TASK TO CARRY OUT — Every entry in the data below needs to be repeated exactly.

[Dataset entries]

━━━━━━━━━━━━━━━━━━━━━━━━━━━━━━

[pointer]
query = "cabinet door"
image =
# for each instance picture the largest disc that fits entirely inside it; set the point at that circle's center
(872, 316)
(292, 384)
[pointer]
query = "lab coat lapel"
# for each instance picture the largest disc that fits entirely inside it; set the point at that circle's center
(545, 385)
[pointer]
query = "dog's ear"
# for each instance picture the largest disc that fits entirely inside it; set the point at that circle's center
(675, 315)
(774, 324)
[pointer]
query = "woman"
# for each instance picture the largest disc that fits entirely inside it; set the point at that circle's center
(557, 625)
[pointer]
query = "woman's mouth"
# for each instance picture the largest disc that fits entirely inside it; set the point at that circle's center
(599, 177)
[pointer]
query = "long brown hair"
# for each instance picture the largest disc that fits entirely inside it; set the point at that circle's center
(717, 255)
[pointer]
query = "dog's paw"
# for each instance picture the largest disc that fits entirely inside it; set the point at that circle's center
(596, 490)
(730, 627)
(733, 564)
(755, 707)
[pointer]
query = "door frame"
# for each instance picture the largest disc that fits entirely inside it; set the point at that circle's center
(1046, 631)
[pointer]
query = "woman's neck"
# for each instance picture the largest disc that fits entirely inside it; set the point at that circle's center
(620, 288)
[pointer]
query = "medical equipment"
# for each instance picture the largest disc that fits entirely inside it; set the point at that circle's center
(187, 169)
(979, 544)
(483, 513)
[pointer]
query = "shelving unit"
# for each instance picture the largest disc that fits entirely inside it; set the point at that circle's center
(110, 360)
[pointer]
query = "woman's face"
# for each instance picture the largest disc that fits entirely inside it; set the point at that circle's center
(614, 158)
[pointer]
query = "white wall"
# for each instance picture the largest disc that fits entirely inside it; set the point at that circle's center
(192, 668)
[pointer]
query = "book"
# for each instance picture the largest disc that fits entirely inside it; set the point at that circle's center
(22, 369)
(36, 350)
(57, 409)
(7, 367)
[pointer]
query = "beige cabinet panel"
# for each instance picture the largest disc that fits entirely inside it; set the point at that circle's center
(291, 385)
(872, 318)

━━━━━━━━━━━━━━━━━━━━━━━━━━━━━━

ANSWER BELOW —
[pointer]
query = "cabinet door"
image =
# for each instance picture the largest disc that fits entirely inside it; set the point at that circle's center
(872, 316)
(292, 384)
[pointer]
query = "lab coat lapel"
# for each instance picture the largest disc that fits entirely inside it; set the point at that circle's center
(545, 385)
[pointer]
query = "dog's ear"
# for each instance picture the largest disc that fits entirely inside it; set the point at that circle's center
(675, 315)
(774, 324)
[pointer]
query = "woman"
# for each instance picture the largest disc that fits entirely inside it; set the point at that circle's center
(557, 625)
[pointer]
query = "woman's mouth"
# for each instance picture the largest disc that fits entirely inside it; set the point at that circle's center
(599, 177)
[pointer]
query = "long brown hair"
# for each instance picture the largest disc that fits entirely inside it; set the point at that circle's center
(717, 255)
[pointer]
query = "dog's paw"
# for each instance picture the largest disc that fits entirely inside it; set the point at that circle's center
(596, 490)
(730, 627)
(733, 564)
(755, 707)
[pointer]
query = "door frame"
# for each instance picture the largest disc that fits entirely inside it; set the point at that circle's center
(1046, 631)
[pointer]
query = "woman's neck"
# for each instance picture the largest disc that fits entirely inside it; set the point at that circle's center
(620, 288)
[pointer]
query = "medical equipment"
# for each instance picture the largest disc that fits entirely inside it; set the point at that circle's center
(187, 169)
(979, 544)
(483, 513)
[pointer]
query = "shelving unit"
# for each instance picture the largest disc that fits entirely inside it; set the point at that circle's center
(110, 360)
[pointer]
query = "woman's face"
# for each instance picture the largest disc that fits entirely inside it; set the point at that circle's center
(614, 158)
[pointer]
query = "white wall"
# for each instance picture the largest disc that fits entirely inside it; set the point at that circle's center
(192, 668)
[pointer]
query = "book"
# for each instance picture the largest disc that fits entirely inside it; set the point at that circle's center
(22, 369)
(36, 350)
(57, 409)
(7, 367)
[pointer]
query = "beige cabinet panel"
# for each instance picture the largest disc that fits entirely inside it; set the point at that circle's center
(291, 385)
(872, 318)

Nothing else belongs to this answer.